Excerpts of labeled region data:
+===+

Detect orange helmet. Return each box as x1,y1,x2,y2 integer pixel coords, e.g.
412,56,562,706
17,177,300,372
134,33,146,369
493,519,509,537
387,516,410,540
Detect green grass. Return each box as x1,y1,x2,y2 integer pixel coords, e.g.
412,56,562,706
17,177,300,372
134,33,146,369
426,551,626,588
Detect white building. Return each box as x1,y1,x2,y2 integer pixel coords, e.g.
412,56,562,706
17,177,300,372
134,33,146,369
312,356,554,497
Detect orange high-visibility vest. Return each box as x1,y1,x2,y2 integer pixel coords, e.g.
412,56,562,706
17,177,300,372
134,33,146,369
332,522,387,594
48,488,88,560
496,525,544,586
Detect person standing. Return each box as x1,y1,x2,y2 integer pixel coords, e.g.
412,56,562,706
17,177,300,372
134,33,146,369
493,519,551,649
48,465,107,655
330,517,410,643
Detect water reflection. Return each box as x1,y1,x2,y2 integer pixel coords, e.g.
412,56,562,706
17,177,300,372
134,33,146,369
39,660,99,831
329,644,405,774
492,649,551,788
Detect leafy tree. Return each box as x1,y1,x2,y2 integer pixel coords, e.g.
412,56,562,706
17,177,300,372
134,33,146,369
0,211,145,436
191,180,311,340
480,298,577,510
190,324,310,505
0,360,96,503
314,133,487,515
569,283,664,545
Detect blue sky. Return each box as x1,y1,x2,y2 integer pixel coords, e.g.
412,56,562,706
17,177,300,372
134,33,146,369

+===+

Stated goal —
Write out all the lines above again, swapping "Detect" for "Find" each time it appears and keeping everything else the same.

Full solution —
Find orange helmet. Return each box as x1,y1,x2,y2 integer pixel coords, e.g.
412,56,562,706
17,177,300,372
134,33,146,369
493,519,509,537
387,516,410,540
Find green grass. Return each box as x1,y1,x2,y2 integer pixel coords, e.g.
412,56,562,706
17,177,300,372
134,33,146,369
426,551,626,588
Find white building. Return each box as x1,y1,x2,y2 integer pixel coords, e.g.
412,56,562,706
17,177,300,372
134,33,146,369
312,356,554,497
Find orange high-visibility vest. Return each box as x1,y1,x2,y2 integer pixel coords, e.g.
412,56,562,706
17,177,300,372
134,33,146,369
332,522,387,594
48,488,88,560
496,525,544,586
Find person standing. Return each box as x1,y1,x2,y2 integer pixel coords, e.g.
412,56,562,706
17,177,300,372
134,33,146,369
493,519,551,649
48,465,107,655
330,517,410,643
Find water reflection. Return each box as x1,y1,x2,y2 integer pixel coords, e.g.
412,56,562,706
17,177,300,372
134,33,146,369
39,660,99,831
329,644,405,774
492,649,551,788
Find leafy tree. Return each box as x1,y1,x2,y2 integer pixel coords, e.g.
412,56,562,706
17,177,300,372
134,33,146,369
0,211,145,436
191,180,311,340
480,298,577,510
190,324,310,505
0,360,96,503
314,133,487,515
569,283,664,545
Find blue sky. Return each box as x1,y1,x2,y2 integer pixel coords, e.g.
412,56,562,706
17,177,300,372
134,33,146,369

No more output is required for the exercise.